_Supplied data_.

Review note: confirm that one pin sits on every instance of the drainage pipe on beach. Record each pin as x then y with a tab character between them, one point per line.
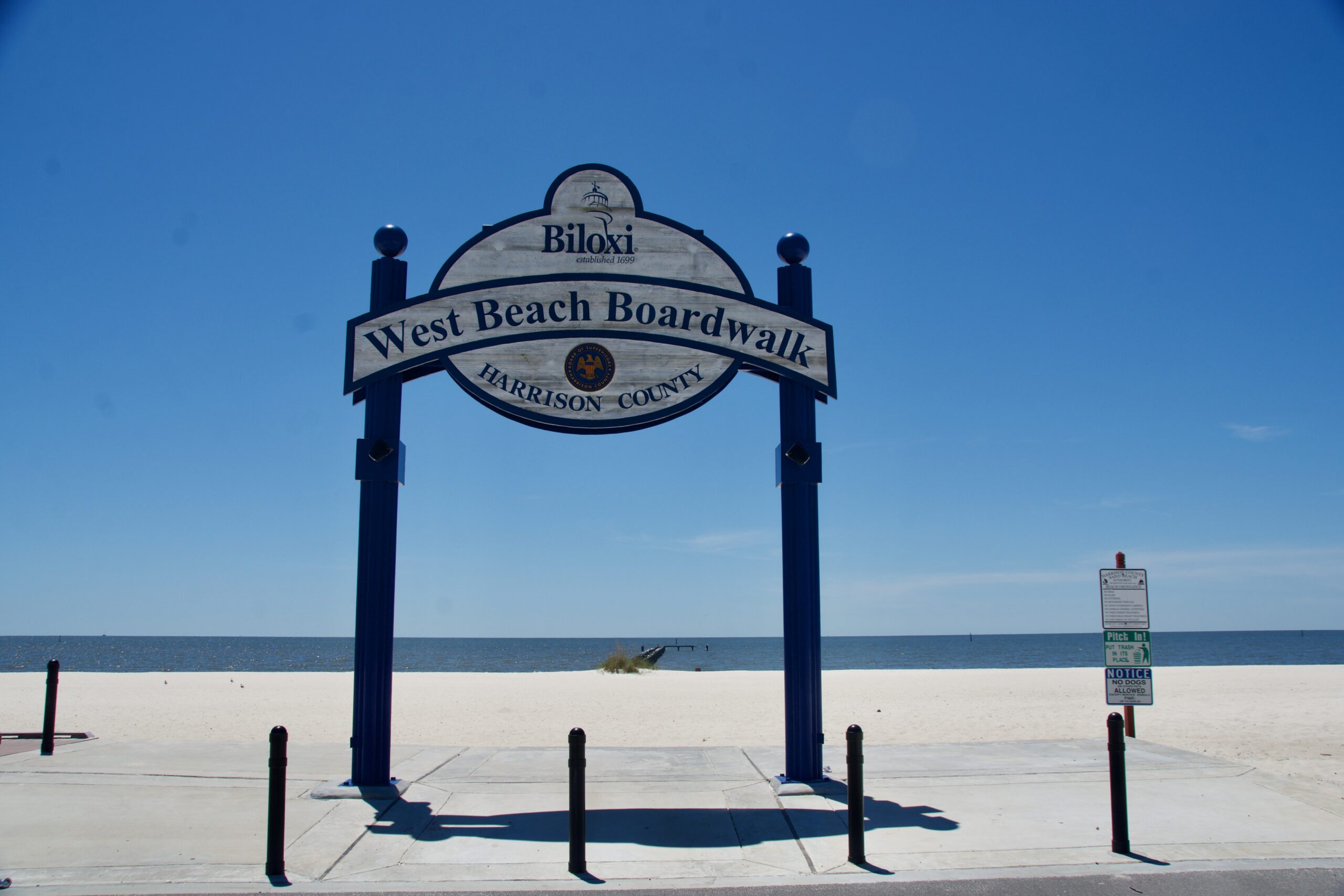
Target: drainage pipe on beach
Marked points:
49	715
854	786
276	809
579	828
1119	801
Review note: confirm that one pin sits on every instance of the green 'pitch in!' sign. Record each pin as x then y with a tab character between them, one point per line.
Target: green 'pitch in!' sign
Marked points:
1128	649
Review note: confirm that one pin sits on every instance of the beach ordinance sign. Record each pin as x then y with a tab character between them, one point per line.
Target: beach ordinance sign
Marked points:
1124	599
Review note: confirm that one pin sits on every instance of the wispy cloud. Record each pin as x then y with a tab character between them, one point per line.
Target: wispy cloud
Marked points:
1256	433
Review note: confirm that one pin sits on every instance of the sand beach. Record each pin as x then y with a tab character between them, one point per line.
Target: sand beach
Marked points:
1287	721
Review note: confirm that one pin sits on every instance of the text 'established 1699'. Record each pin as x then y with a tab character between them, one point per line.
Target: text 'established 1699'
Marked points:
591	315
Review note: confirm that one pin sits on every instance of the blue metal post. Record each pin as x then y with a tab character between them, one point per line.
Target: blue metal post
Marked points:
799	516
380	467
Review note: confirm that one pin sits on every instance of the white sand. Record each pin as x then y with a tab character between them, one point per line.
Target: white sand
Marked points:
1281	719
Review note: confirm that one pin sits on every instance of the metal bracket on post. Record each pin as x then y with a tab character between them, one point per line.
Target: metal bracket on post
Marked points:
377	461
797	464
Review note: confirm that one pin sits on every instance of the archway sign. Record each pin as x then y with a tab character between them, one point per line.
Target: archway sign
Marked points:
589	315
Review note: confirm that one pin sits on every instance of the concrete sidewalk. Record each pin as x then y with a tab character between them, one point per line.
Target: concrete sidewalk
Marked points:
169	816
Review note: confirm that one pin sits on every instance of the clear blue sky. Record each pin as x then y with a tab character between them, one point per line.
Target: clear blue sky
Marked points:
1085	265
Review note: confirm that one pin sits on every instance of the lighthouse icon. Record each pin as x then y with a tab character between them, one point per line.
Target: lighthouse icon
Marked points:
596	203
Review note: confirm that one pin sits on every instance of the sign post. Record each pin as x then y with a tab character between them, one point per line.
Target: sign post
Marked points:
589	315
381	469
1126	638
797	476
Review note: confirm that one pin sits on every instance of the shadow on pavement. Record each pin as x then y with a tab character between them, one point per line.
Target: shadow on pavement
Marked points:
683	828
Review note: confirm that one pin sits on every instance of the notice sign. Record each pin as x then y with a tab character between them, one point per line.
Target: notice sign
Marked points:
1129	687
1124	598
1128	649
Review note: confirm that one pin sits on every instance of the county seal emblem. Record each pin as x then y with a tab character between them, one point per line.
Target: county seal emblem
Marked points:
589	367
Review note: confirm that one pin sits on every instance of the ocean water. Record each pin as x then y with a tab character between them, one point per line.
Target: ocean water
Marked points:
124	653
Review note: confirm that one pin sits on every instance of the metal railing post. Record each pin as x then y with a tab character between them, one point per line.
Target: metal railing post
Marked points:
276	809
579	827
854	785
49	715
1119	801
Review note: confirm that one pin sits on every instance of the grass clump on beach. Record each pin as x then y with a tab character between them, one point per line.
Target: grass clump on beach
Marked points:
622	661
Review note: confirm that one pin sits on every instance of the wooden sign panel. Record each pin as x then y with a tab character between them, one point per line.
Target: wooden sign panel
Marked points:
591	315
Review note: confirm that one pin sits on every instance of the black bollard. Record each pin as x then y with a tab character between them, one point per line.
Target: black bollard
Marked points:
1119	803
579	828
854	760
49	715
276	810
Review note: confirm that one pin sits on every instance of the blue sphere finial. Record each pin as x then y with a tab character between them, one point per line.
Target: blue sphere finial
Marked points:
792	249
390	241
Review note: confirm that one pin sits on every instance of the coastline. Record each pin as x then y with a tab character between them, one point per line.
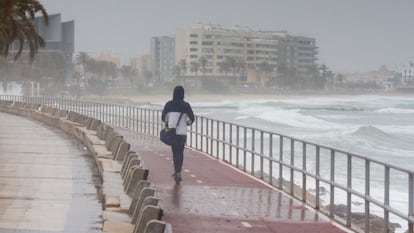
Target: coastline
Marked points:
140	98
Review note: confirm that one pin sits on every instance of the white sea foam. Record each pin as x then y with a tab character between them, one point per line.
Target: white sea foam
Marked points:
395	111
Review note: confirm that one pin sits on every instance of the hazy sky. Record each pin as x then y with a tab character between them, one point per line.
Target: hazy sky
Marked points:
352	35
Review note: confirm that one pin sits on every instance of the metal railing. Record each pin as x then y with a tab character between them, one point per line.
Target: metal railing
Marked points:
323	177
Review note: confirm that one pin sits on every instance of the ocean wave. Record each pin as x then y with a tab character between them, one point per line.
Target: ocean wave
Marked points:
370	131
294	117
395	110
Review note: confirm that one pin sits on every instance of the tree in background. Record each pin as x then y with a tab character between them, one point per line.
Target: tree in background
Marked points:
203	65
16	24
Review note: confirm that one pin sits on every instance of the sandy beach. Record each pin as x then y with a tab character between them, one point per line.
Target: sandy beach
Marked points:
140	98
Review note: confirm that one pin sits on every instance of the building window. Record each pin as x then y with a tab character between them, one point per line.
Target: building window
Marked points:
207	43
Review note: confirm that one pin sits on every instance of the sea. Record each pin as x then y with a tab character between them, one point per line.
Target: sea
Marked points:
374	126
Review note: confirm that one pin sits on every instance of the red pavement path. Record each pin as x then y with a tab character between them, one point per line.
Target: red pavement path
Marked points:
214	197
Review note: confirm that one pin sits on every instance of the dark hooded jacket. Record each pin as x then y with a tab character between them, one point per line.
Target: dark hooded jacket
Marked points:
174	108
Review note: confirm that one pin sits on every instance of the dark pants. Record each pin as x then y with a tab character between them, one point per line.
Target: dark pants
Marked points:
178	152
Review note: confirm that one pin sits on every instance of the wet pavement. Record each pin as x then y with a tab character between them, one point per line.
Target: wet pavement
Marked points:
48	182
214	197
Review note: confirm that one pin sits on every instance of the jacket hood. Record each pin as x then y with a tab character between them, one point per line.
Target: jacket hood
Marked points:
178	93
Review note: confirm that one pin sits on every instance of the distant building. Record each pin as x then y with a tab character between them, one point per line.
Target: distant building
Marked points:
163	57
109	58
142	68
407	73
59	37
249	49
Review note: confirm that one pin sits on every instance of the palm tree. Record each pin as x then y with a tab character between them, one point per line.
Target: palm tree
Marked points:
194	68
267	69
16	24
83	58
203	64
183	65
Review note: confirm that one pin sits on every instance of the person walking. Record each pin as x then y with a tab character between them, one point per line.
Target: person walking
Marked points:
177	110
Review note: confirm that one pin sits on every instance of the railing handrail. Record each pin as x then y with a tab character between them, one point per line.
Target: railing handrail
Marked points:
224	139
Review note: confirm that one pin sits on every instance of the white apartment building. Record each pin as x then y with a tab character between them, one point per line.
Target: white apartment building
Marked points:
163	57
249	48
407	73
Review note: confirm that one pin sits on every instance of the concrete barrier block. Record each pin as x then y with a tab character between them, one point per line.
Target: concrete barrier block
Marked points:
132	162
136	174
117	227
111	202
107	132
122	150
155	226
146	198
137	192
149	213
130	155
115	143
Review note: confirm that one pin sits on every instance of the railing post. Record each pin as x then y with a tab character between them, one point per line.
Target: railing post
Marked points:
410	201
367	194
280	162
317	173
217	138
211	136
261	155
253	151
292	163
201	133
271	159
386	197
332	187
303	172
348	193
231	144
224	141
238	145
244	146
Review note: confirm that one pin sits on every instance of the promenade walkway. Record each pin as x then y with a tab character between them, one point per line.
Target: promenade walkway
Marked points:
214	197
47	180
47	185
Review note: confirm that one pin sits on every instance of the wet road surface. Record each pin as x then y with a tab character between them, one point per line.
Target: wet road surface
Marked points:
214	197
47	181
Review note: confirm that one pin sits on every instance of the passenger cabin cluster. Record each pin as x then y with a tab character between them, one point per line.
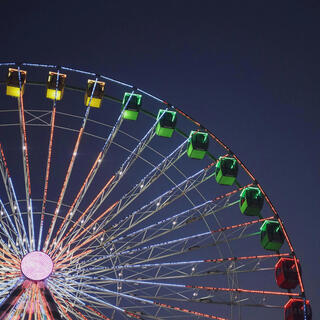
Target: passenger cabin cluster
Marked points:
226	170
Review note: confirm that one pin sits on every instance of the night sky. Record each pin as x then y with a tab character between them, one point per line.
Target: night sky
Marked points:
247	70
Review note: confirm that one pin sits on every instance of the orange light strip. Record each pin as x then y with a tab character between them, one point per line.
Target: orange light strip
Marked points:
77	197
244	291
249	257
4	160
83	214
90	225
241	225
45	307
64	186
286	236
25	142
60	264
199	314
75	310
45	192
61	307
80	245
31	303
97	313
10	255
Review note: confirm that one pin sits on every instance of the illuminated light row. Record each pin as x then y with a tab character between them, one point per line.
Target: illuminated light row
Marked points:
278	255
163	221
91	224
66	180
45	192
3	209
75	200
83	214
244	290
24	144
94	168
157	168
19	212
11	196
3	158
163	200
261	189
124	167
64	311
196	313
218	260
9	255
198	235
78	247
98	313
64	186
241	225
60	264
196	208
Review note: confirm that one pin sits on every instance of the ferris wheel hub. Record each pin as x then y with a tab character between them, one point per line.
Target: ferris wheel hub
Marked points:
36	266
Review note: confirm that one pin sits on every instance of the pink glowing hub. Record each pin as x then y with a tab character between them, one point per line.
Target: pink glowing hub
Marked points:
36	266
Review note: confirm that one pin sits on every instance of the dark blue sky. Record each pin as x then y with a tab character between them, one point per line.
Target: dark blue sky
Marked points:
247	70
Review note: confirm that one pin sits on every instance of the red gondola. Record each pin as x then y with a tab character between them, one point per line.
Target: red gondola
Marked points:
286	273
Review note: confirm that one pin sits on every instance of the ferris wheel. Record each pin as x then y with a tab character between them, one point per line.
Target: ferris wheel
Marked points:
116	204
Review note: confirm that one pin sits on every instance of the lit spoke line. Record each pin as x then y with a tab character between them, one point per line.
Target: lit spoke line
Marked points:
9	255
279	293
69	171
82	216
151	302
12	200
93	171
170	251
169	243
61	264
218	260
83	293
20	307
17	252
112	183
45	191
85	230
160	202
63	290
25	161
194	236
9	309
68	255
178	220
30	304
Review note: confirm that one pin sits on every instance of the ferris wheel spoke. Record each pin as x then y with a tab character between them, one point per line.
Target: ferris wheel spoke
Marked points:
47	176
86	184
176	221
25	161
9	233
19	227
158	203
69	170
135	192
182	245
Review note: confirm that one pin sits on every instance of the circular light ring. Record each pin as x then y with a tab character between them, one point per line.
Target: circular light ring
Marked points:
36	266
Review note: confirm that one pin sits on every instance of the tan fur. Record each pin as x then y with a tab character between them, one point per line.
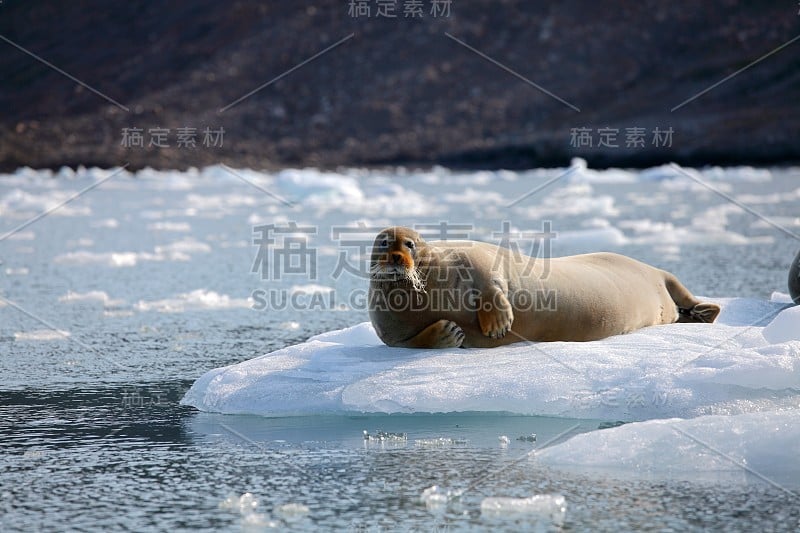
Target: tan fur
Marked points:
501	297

_Exercise brief_.
Copy only the lines running from the one that holds "of the circular" through the last line of the data, and include both of those lines. Do not copy any pictures.

_Full solution_.
Review note: confirm that one pin sits on every instance of the circular light ring. Record each pin as x then y with a tab character between them, one point per line.
Target: circular light ring
Marked points:
36	266
Review note: confirm that one pin sits on every instance of the tan fur. Record each pin as x then y with a tab character between them, one point per line.
Target: tan fur
Marked points:
501	297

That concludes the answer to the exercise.